**Instructions**
(a) Do these statements agree with the school asthma settlement article below? (i) The science teacher had read the girl's student profile before sending her back for her inhaler. (ii) The girl died at a hospital nine days after she was revived. (iii) The lawsuit was brought by the girl's mother. Answer yes or no for each and quote the words of the article that decide it.
(b) Can you return the passage of the school asthma settlement article below, copied exactly, from "According to the suit, the" up to and including "fields, the suit said."?
Text provided Start Marker
The mother of a 13-year-old girl who died from an asthma attack at a Southern California school will receive $15.75 million from the school district, their lawyers announced.
The Yucaipa-Calimesa Joint Unified School District in San Bernardino County agreed to settle a negligence lawsuit over the October 2019 death of Adilene Carrasco, attorneys said.
The suit said the girl, who had a history of asthma attacks on campus, began having breathing problems on Oct. 31 after her class walked to an athletic field for a Halloween “pumpkin chuckin’ contest” at Mesa View Middle School in Calimesa, east of Los Angeles.
According to the suit, the girl’s science teacher — who had not read her student profile noting her condition — sent Adilene and a friend back up a hill to the classroom to retrieve her inhaler. Although she used it, her condition worsened during the walk back, which was 366 yards, or more than the length of three football fields, the suit said.
Adilene then was allowed to go to the nurse’s office, which meant walking back up the hill again despite her breathing problems, the suit said.
On the way, Adilene and her friend were finally spotted by a campus monitor and taken to the health office in a golf cart but the girl was gasping for breath, could not talk, and finally stopped breathing. She was revived via cardiopulmonary resuscitation but died nine days later at a hospital, said the suit.
Her mother sued, contending that the school had violated its own safety policy requiring an adult chaperone to escort a student with breathing problems to the nurse.
“This was not about the money. It’s about not letting that happen to another family,” Edith Sepulveda said, according to the Riverside Press-Enterprise.
“You know we send our kids to school and they are supposed to give them back to us, and I didn’t get her back,” Sepulveda told KCBS-TV.
In addition to the money, the school district promised to make changes to its procedures for dealing with students with identified medical issues, including having a pulmonologist train staff members about caring for youngsters with asthma.
Text provided End Marker
Information supplied Start Marker
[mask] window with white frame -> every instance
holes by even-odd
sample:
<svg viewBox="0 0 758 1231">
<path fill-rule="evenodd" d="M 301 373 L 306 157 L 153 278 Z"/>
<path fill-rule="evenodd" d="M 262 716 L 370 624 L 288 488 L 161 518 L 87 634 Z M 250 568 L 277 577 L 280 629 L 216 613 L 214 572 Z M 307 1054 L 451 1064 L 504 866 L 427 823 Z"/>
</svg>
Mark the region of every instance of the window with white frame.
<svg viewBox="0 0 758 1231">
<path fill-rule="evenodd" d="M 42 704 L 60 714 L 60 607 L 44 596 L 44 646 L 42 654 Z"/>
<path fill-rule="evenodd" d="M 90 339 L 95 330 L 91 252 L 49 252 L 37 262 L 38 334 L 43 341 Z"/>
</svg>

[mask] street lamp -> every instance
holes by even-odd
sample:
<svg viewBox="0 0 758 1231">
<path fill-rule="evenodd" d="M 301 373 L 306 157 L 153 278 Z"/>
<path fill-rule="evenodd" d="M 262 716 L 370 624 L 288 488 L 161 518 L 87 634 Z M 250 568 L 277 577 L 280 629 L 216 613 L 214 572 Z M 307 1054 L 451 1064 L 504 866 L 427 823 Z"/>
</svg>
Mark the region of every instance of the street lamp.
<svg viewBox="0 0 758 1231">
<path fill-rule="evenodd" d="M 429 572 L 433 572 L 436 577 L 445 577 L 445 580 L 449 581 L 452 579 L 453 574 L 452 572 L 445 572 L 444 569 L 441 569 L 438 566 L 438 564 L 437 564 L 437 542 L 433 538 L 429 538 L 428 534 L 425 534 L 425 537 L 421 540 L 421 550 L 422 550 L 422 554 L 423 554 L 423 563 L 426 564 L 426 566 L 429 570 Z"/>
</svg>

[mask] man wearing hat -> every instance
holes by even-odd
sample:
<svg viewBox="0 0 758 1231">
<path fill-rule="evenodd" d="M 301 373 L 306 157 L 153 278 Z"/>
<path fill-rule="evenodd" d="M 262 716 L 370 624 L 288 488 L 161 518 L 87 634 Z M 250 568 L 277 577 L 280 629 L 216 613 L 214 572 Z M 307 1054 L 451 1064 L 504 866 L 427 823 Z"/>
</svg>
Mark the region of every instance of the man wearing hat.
Information supplied End Marker
**Task-by-task answers**
(a)
(i) No: "who had not read her student profile noting her condition"
(ii) Yes: "died nine days later at a hospital"
(iii) Yes: "Her mother sued"

(b)
According to the suit, the girl’s science teacher — who had not read her student profile noting her condition — sent Adilene and a friend back up a hill to the classroom to retrieve her inhaler. Although she used it, her condition worsened during the walk back, which was 366 yards, or more than the length of three football fields, the suit said.